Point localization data
* * * * *

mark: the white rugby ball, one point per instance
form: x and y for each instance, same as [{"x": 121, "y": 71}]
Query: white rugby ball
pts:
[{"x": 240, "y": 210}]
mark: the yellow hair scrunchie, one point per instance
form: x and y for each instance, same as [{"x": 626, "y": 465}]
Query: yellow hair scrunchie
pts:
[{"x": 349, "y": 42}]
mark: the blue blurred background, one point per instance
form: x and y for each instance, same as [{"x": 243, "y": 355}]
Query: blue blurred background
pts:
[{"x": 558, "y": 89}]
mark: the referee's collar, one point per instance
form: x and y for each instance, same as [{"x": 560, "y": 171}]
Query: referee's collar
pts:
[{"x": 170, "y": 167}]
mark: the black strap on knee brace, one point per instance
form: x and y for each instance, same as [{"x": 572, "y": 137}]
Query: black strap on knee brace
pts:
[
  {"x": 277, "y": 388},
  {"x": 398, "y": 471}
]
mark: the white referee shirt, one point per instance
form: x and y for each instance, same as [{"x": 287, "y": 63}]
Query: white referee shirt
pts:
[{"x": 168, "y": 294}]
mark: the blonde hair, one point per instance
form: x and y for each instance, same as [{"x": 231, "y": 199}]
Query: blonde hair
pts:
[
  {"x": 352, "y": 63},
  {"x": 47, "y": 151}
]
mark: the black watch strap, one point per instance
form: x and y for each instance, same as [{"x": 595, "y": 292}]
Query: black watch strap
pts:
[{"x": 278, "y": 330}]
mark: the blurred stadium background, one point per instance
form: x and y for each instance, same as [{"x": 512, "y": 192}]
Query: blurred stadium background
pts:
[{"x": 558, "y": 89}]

* * * * *

Search the records above for the string "strap". Report each line that has it.

> Solution to this task:
mark: the black strap on knee brace, one point per instance
Query: black strap on knee brace
mark: the black watch strap, one point per instance
Query: black watch strap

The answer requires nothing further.